**Stated goal:** The required output consists solely of the lines from the line containing "area in the photo above." through the end of the records, copied exactly.
─── Provided data ───
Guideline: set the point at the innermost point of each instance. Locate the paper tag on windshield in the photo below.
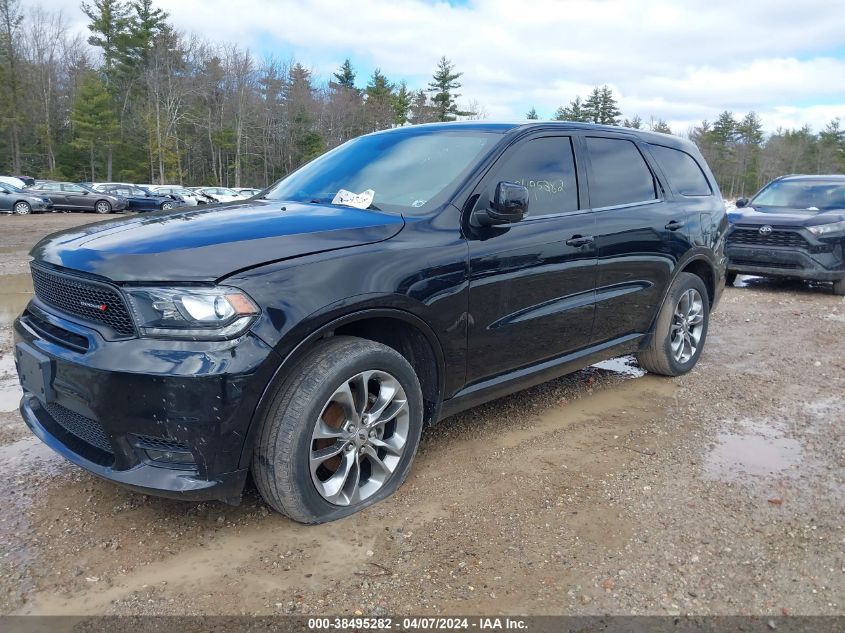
(358, 200)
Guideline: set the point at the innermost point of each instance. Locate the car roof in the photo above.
(815, 177)
(505, 127)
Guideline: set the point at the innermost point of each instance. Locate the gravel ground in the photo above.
(604, 492)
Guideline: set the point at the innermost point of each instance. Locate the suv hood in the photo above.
(758, 216)
(207, 244)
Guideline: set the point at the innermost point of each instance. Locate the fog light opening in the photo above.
(177, 458)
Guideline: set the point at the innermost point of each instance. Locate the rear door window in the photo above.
(682, 170)
(619, 173)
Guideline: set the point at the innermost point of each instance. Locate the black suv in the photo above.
(309, 334)
(794, 227)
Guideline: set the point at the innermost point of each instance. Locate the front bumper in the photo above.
(817, 261)
(102, 407)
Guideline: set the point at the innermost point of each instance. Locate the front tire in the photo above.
(340, 433)
(681, 329)
(22, 208)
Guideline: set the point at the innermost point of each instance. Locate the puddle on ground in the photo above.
(754, 449)
(23, 465)
(15, 292)
(626, 365)
(781, 283)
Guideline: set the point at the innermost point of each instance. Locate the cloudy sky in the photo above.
(682, 61)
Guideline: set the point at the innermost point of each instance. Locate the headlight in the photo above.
(821, 230)
(215, 314)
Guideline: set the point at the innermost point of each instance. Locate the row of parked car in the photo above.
(21, 197)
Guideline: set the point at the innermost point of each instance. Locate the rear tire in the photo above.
(681, 329)
(22, 208)
(321, 452)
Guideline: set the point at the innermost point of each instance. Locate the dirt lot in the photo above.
(720, 492)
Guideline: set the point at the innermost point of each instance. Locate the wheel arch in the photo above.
(702, 267)
(403, 331)
(698, 263)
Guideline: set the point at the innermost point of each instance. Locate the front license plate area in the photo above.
(36, 372)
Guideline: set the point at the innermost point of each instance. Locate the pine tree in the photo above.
(345, 76)
(421, 109)
(831, 148)
(94, 120)
(660, 126)
(109, 24)
(443, 85)
(145, 24)
(401, 104)
(379, 87)
(608, 110)
(593, 105)
(10, 30)
(575, 111)
(749, 133)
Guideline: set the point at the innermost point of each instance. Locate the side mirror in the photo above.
(510, 205)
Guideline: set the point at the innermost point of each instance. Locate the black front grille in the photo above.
(778, 237)
(89, 300)
(56, 334)
(86, 429)
(161, 443)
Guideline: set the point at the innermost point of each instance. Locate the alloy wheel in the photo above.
(687, 325)
(359, 438)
───
**Written response:**
Guideline: set the point at the innermost point of each instance. Locate the front license plate area in the photo above.
(36, 372)
Guideline: set the point at the innermost point of each instance. Locate the pine tree in the photo above.
(345, 76)
(421, 109)
(831, 148)
(94, 120)
(660, 126)
(109, 24)
(443, 85)
(145, 24)
(401, 104)
(379, 87)
(608, 110)
(593, 105)
(10, 30)
(575, 111)
(749, 133)
Guideline: set the point at the innermost point of each instance. Locate the side mirror in the photo above.
(510, 205)
Guideline: set the point at the innermost point of each instance. Locate the black front grille in the photo above.
(778, 237)
(89, 300)
(56, 334)
(86, 429)
(161, 443)
Guideline: set the point at the innermost point of each instance. Locate the alloy wheel in the photo above.
(687, 325)
(359, 438)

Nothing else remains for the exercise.